Start of Block

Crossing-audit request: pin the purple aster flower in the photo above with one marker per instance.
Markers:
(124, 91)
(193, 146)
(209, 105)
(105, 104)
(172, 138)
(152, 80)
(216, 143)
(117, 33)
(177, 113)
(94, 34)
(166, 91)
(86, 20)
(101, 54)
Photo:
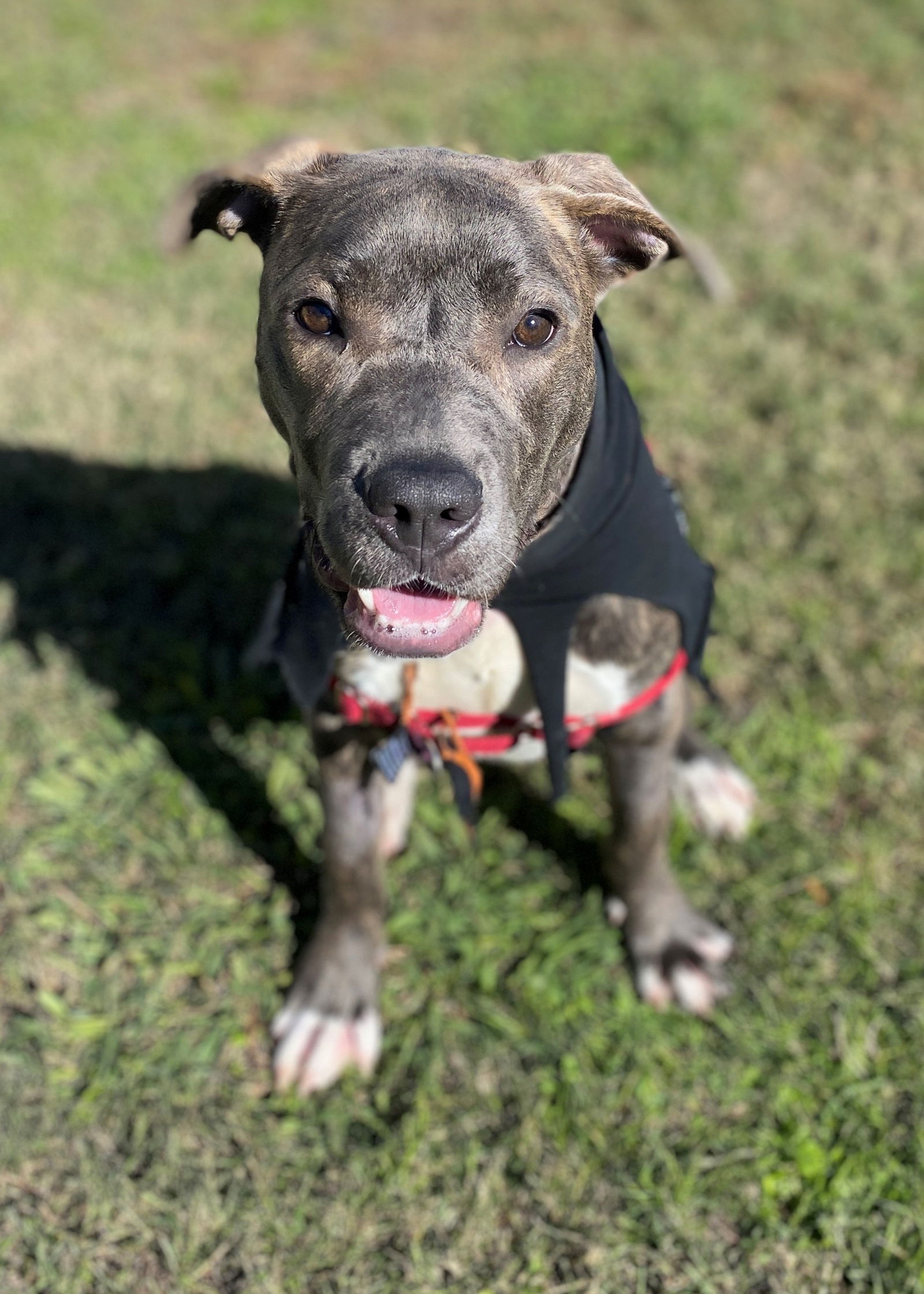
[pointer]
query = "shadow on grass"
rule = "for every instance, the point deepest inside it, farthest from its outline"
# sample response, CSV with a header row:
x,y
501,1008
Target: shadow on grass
x,y
157,579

End of Block

● TASK DETAILS
Without the pictures, repeat the listing exactly as it reads.

● EXERCISE SOLUTION
Crossing-audit request: pin the purple aster flower in the photo above with one marker per instance.
Markers:
(124, 91)
(193, 146)
(209, 105)
(105, 104)
(172, 138)
(152, 80)
(216, 143)
(117, 33)
(177, 113)
(94, 34)
(166, 91)
(86, 20)
(101, 54)
Photo:
[pointer]
query = "shadow on grass"
rule = "for every instance, the point deepest inside it, farthest from its outline"
# sample response, CSV with a header row:
x,y
501,1008
Target: shadow on grass
x,y
157,579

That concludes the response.